→ **Selected passage**:
● ● ● ● ●
The wizarding world of Harry Potter was touched by misogyny when Afshan Azad, a Muslim cast member who played the role of Padma Patil, was beaten severely for dating a Hindu. According to court records, Azad’s brother “left his younger sister bruised and swollen after grabbing her by the hair, throwing her across a room and punching her in the head and back as she cowered on the floor….” When Azad’s father learned of the situation, he told her brother to kill her. The brother, a good Muslim who had been drinking, then tried to strangle her.
The Manchester Evening News report of this event is harrowing reading. Ultimately, Azad (somehow) lived through three hours of hell before escaping through her bedroom window and reporting the beating to the police the next morning. I was disappointed, but not surprised, to read that Azad “wrote a letter to Judge Roger Thomas QC asking for her brother not to be locked up and saying that she had forgiven him. The court heard that Ms. Azad has never supported the prosecution despite giving police an initial statement.” One of the most nefarious aspects of religious and cultural misogyny is the way women internalize it. Azad’s plea to the judge is but one example of this phenomenon. It’s one thing to forgive her brother, but quite another to aid him in evading the just consequences of his behavior. Another example of internalized misogyny in this story is the response of Azad’s mother, who called Azad a whore and told her that “she would have to be sent to Bangladesh to marry” a Muslim man. Wow. Talk about blaming the victim! It’s obviously Azad’s fault that her brother beat her because she’d had the audacity to fall in love with a non-Muslim. That rendered her a whore who deserved either banishment from her home and family or death. I’m glad that Azad a) survived this encounter, and b) did not move to Bangladesh per her family’s dictates. Instead, she left her home in Manchester and now lives in London. This gives me hope that she’ll break the religious and cultural shackles that led to her horrific experience.
● ● ● ● ●
→ **Work task A**:
Rewrite the passage on Afshan Azad, starting with "The wizarding world" and going on through "to strangle her.", putting "sibling" in place of "brother".
→ **Work task B**:
Answer these from the passage on Afshan Azad:
(i) What role did Azad play in Harry Potter?
(ii) How many hours did she live through before escaping through her bedroom window?
(iii) Which city does she live in now?

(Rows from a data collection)
● ● ● ● ●
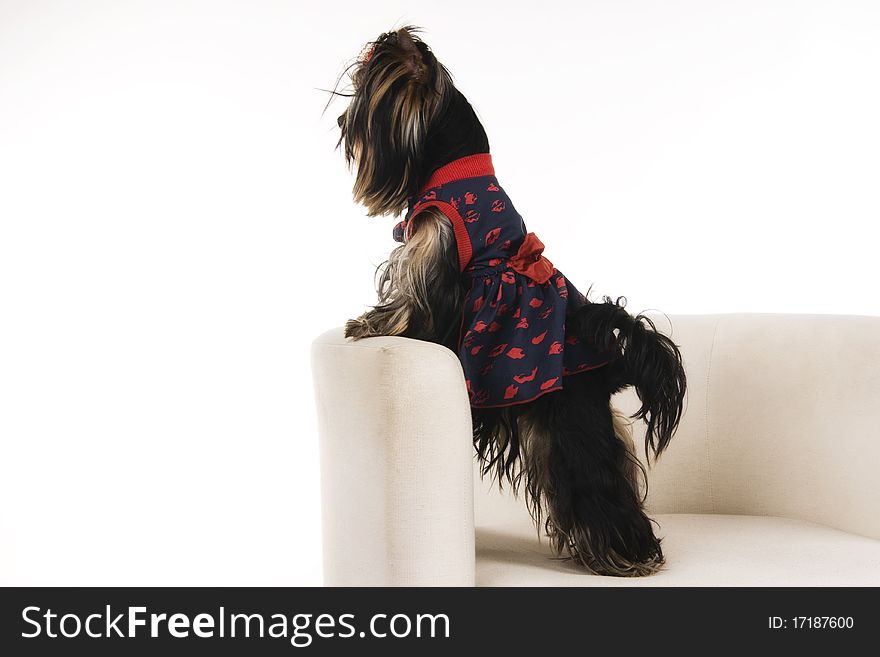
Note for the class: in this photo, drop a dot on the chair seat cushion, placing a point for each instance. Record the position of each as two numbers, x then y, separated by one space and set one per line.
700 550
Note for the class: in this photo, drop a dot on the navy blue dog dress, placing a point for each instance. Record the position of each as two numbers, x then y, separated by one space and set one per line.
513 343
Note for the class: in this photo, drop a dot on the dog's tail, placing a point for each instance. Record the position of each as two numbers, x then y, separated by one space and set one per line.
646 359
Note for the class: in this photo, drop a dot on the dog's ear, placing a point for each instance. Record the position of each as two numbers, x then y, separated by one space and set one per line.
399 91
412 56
● ● ● ● ●
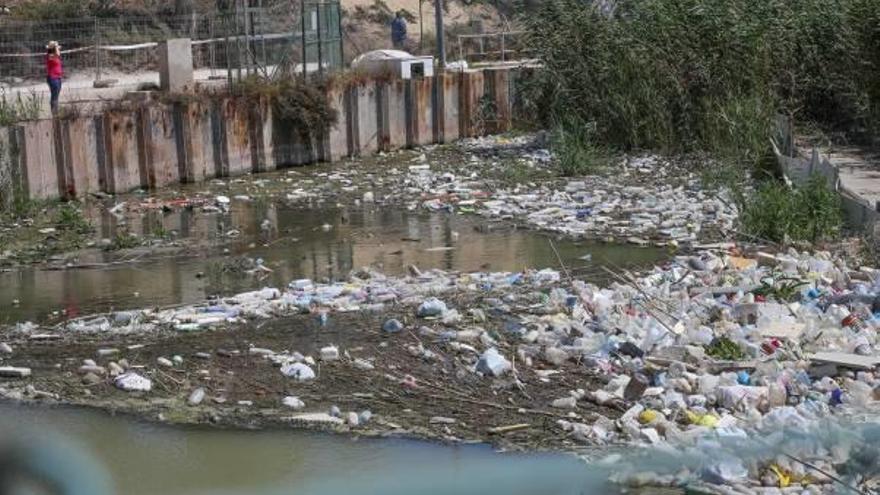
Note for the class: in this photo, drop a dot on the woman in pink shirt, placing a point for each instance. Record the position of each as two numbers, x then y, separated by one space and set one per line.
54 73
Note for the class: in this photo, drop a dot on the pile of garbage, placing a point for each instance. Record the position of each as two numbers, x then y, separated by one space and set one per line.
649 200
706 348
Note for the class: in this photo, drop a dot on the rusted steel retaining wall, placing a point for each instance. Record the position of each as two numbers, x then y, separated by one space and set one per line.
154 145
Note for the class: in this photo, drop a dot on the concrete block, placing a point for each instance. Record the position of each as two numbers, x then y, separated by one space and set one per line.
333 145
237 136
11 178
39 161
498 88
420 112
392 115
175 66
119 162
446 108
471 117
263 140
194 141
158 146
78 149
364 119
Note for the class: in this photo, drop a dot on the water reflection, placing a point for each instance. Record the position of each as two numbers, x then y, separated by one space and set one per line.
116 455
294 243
● ● ● ● ●
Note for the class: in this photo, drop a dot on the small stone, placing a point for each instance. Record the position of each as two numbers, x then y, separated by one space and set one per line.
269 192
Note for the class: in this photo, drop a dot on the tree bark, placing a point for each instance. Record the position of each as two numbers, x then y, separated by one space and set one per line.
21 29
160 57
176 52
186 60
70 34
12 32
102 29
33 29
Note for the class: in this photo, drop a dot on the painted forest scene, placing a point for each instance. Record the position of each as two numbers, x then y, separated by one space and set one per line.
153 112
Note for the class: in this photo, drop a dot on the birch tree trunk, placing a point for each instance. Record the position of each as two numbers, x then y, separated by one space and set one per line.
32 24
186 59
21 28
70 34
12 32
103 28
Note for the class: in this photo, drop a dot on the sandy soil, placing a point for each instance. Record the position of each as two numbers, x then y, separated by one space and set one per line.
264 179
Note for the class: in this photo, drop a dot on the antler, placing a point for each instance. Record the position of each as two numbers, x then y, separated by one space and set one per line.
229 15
● ● ● ● ●
→ **Your solution A**:
The wizarding world of Harry Potter was touched by misogyny when Afshan Azad, a Muslim cast member who played the role of Padma Patil, was beaten severely for dating a Hindu. According to court records, Azad’s sibling “left his younger sister bruised and swollen after grabbing her by the hair, throwing her across a room and punching her in the head and back as she cowered on the floor….” When Azad’s father learned of the situation, he told her sibling to kill her. The sibling, a good Muslim who had been drinking, then tried to strangle her.

→ **Your solution B**:
(i) Padma Patil
(ii) Three hours
(iii) London